• _RECORDS TO PROCESS_
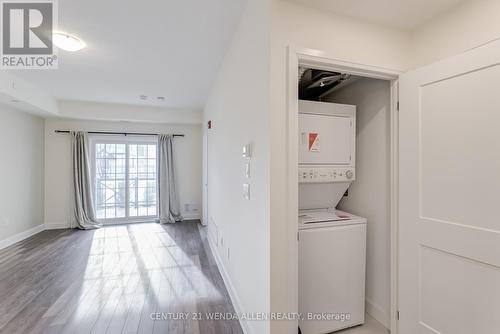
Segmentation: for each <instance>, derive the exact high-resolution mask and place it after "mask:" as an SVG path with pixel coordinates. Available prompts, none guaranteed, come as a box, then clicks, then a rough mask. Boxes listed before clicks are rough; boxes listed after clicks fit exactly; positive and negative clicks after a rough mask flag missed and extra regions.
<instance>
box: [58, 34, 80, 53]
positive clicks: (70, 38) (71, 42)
mask: <svg viewBox="0 0 500 334" xmlns="http://www.w3.org/2000/svg"><path fill="white" fill-rule="evenodd" d="M52 42H53V43H54V45H55V46H57V47H58V48H59V49H63V50H66V51H78V50H81V49H83V48H84V47H85V46H86V44H85V42H84V41H82V40H81V39H80V38H78V37H76V36H75V35H71V34H68V33H65V32H55V33H53V34H52Z"/></svg>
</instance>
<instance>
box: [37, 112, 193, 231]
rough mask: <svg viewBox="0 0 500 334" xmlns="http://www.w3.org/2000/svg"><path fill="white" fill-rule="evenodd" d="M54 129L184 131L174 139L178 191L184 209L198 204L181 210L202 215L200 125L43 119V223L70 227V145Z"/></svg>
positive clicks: (63, 138) (130, 130) (63, 134)
mask: <svg viewBox="0 0 500 334" xmlns="http://www.w3.org/2000/svg"><path fill="white" fill-rule="evenodd" d="M54 130H84V131H121V132H123V131H128V132H152V133H159V132H163V133H183V134H185V137H183V138H176V139H175V146H174V158H175V168H176V173H177V177H178V180H179V183H178V190H179V197H180V203H181V209H183V206H184V203H194V204H197V205H198V206H199V210H198V213H197V214H193V215H189V214H186V213H183V214H184V215H185V216H186V218H192V219H199V218H201V217H200V215H201V167H202V162H201V126H200V125H199V124H193V125H187V124H186V125H182V124H161V123H155V124H152V123H137V122H136V123H130V122H106V121H85V120H70V119H55V118H52V119H46V120H45V184H46V187H45V224H47V226H48V227H52V228H62V227H67V226H69V221H70V220H69V217H70V216H69V210H70V203H69V200H70V186H71V174H70V172H71V159H70V155H71V147H70V137H69V136H68V135H67V134H56V133H54Z"/></svg>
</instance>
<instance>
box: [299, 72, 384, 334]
mask: <svg viewBox="0 0 500 334" xmlns="http://www.w3.org/2000/svg"><path fill="white" fill-rule="evenodd" d="M298 89H299V104H298V105H299V118H298V120H299V128H298V131H299V133H298V138H299V152H298V153H299V154H298V155H299V166H298V167H299V169H298V170H299V175H298V180H299V212H298V216H299V227H298V233H299V263H298V269H299V291H298V296H299V312H300V313H302V315H303V319H302V320H301V321H299V328H300V330H301V333H303V334H322V333H330V332H334V331H337V330H341V329H345V328H349V327H353V326H358V325H363V324H364V323H365V321H366V319H365V313H367V314H368V315H369V316H370V317H372V318H374V319H375V320H377V321H378V322H380V323H381V324H382V325H384V326H385V327H387V328H388V327H389V322H390V321H389V312H390V147H391V145H390V144H391V143H390V117H391V87H390V82H389V81H386V80H379V79H372V78H366V77H360V76H355V75H350V74H347V73H340V72H332V71H324V70H319V69H312V68H306V67H300V68H299V87H298ZM325 317H327V318H326V319H325Z"/></svg>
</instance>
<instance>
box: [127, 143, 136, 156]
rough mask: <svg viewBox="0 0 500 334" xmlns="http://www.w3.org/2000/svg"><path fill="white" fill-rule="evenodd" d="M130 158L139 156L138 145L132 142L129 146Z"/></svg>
mask: <svg viewBox="0 0 500 334" xmlns="http://www.w3.org/2000/svg"><path fill="white" fill-rule="evenodd" d="M128 149H129V155H130V158H131V159H133V158H137V145H133V144H130V145H129V146H128Z"/></svg>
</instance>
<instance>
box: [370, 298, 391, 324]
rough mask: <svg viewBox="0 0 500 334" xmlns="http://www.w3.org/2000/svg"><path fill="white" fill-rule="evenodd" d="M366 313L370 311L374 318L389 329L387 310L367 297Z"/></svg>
mask: <svg viewBox="0 0 500 334" xmlns="http://www.w3.org/2000/svg"><path fill="white" fill-rule="evenodd" d="M365 308H366V313H368V314H369V315H370V316H371V317H372V318H374V319H375V320H377V321H378V322H380V323H381V324H382V325H384V327H385V328H387V329H389V327H390V325H389V319H388V317H387V312H385V311H384V310H383V309H382V308H381V307H380V306H378V305H376V304H375V303H373V302H372V301H371V300H369V299H368V298H366V299H365Z"/></svg>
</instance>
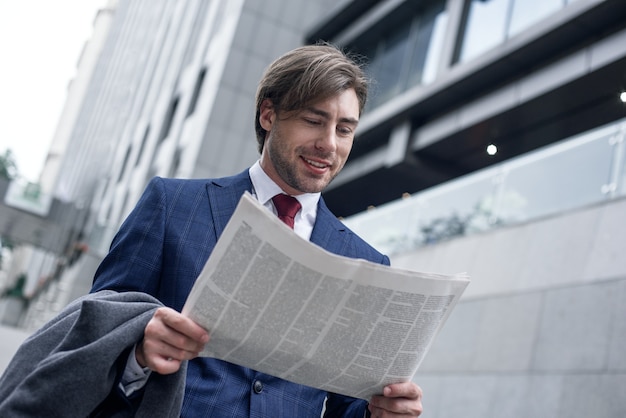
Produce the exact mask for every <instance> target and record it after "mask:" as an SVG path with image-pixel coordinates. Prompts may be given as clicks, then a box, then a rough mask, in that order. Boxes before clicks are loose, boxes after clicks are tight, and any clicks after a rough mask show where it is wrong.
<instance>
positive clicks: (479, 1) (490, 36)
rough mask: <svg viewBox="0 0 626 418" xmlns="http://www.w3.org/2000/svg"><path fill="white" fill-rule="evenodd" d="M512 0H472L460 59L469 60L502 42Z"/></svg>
mask: <svg viewBox="0 0 626 418" xmlns="http://www.w3.org/2000/svg"><path fill="white" fill-rule="evenodd" d="M509 1H510V0H472V3H471V4H470V9H469V13H468V16H467V24H466V25H465V34H464V36H463V44H462V47H461V51H460V54H459V59H458V60H459V61H461V62H463V61H467V60H469V59H470V58H474V57H476V56H477V55H479V54H481V53H483V52H485V51H487V50H489V49H491V48H493V47H494V46H496V45H498V44H500V43H502V42H503V41H504V39H505V36H506V32H505V29H506V21H507V19H506V16H507V9H508V6H509Z"/></svg>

• _TASK DETAILS_
Keep each line of the records exactly as it is while transcribing them, but leave the images behind.

• _TASK RESULT_
Segmentation: for each <instance>, derive the exact high-resolution mask and place it after "mask:" as an SVG path with pixel coordinates. Available prompts, none guaranteed, come as a box, then clicks, then a rough mask. Boxes listed before clicks are rough; boxes listed after clicks fit exactly; positive and negative clicks after a rough mask flag missed and extra regions.
<instance>
box: [58, 34, 80, 53]
positive clicks: (70, 38) (71, 42)
mask: <svg viewBox="0 0 500 334" xmlns="http://www.w3.org/2000/svg"><path fill="white" fill-rule="evenodd" d="M52 42H53V43H54V45H55V46H57V47H58V48H59V49H63V50H66V51H78V50H81V49H83V48H84V47H85V46H86V44H85V42H84V41H82V40H81V39H80V38H78V37H76V36H75V35H71V34H68V33H65V32H55V33H53V34H52Z"/></svg>
</instance>
<instance>
box: [37, 112, 193, 231]
rough mask: <svg viewBox="0 0 500 334" xmlns="http://www.w3.org/2000/svg"><path fill="white" fill-rule="evenodd" d="M54 129L184 131L174 139L178 191L184 209L198 204L181 210L202 215L200 125L43 119V223L70 227V145Z"/></svg>
positive clicks: (63, 138) (130, 130) (63, 134)
mask: <svg viewBox="0 0 500 334" xmlns="http://www.w3.org/2000/svg"><path fill="white" fill-rule="evenodd" d="M54 130H84V131H121V132H123V131H128V132H152V133H159V132H163V133H183V134H185V137H183V138H176V139H175V146H174V158H175V168H176V173H177V177H178V180H179V183H178V190H179V197H180V203H181V209H183V206H184V203H194V204H197V205H198V206H199V210H198V213H197V214H193V215H189V214H186V213H183V214H184V215H185V216H186V218H192V219H199V218H201V217H200V215H201V167H202V162H201V126H200V125H199V124H193V125H187V124H186V125H182V124H161V123H155V124H152V123H137V122H136V123H130V122H106V121H85V120H70V119H55V118H52V119H46V120H45V184H46V187H45V224H47V226H48V227H52V228H62V227H67V226H69V221H70V220H69V217H70V216H69V210H70V203H69V200H70V186H71V174H70V172H71V159H70V155H71V147H70V137H69V136H68V135H67V134H56V133H54Z"/></svg>
</instance>
<instance>
box: [299, 72, 384, 334]
mask: <svg viewBox="0 0 500 334" xmlns="http://www.w3.org/2000/svg"><path fill="white" fill-rule="evenodd" d="M298 89H299V104H298V105H299V118H298V120H299V128H298V131H299V133H298V138H299V152H298V153H299V154H298V155H299V166H298V167H299V169H298V170H299V175H298V180H299V212H298V216H299V227H298V233H299V263H298V269H299V291H298V296H299V312H300V313H302V315H303V319H302V320H301V321H299V328H300V330H301V333H303V334H322V333H330V332H334V331H337V330H341V329H345V328H349V327H353V326H358V325H363V324H364V323H365V321H366V319H365V313H367V314H368V315H369V316H370V317H372V318H374V319H375V320H377V321H378V322H380V323H381V324H382V325H384V326H385V327H387V328H388V327H389V322H390V321H389V312H390V147H391V145H390V144H391V143H390V117H391V87H390V82H389V81H386V80H379V79H372V78H366V77H360V76H355V75H350V74H347V73H340V72H332V71H324V70H319V69H312V68H306V67H300V68H299V87H298ZM325 317H327V318H326V319H325Z"/></svg>
</instance>
<instance>
box: [127, 143, 136, 156]
rough mask: <svg viewBox="0 0 500 334" xmlns="http://www.w3.org/2000/svg"><path fill="white" fill-rule="evenodd" d="M130 158L139 156L138 145L132 142L129 146Z"/></svg>
mask: <svg viewBox="0 0 500 334" xmlns="http://www.w3.org/2000/svg"><path fill="white" fill-rule="evenodd" d="M128 149H129V155H130V158H131V159H133V158H137V145H133V144H130V145H129V146H128Z"/></svg>
</instance>
<instance>
box: [370, 298, 391, 324]
rough mask: <svg viewBox="0 0 500 334" xmlns="http://www.w3.org/2000/svg"><path fill="white" fill-rule="evenodd" d="M366 313L370 311L374 318L389 329L387 310L367 297Z"/></svg>
mask: <svg viewBox="0 0 500 334" xmlns="http://www.w3.org/2000/svg"><path fill="white" fill-rule="evenodd" d="M365 308H366V313H368V314H369V315H370V316H371V317H372V318H374V319H375V320H377V321H378V322H380V323H381V324H382V325H384V327H385V328H387V329H389V327H390V325H389V319H388V317H387V312H385V311H384V310H383V309H382V308H381V307H380V306H378V305H376V304H375V303H373V302H372V301H371V300H369V299H368V298H366V299H365Z"/></svg>
</instance>
Produce the exact mask for every <instance> target and record it after "mask:" as an SVG path with image-pixel coordinates. Prompts may be given as clicks, then a box, then a rough mask, in that order. Boxes before clicks are loose, boxes after clicks are tight, and any clicks after a rough mask show where it is wrong.
<instance>
positive clicks: (479, 1) (490, 36)
rough mask: <svg viewBox="0 0 626 418" xmlns="http://www.w3.org/2000/svg"><path fill="white" fill-rule="evenodd" d="M512 0H472L460 59L469 60L502 42Z"/></svg>
mask: <svg viewBox="0 0 626 418" xmlns="http://www.w3.org/2000/svg"><path fill="white" fill-rule="evenodd" d="M509 1H510V0H472V3H471V4H470V9H469V13H468V16H467V24H466V25H465V34H464V36H463V44H462V47H461V51H460V54H459V59H458V60H459V61H461V62H463V61H467V60H469V59H470V58H474V57H476V56H477V55H479V54H481V53H483V52H485V51H487V50H489V49H491V48H493V47H494V46H496V45H498V44H500V43H502V42H503V41H504V39H505V36H506V32H505V29H506V21H507V19H506V16H507V9H508V6H509Z"/></svg>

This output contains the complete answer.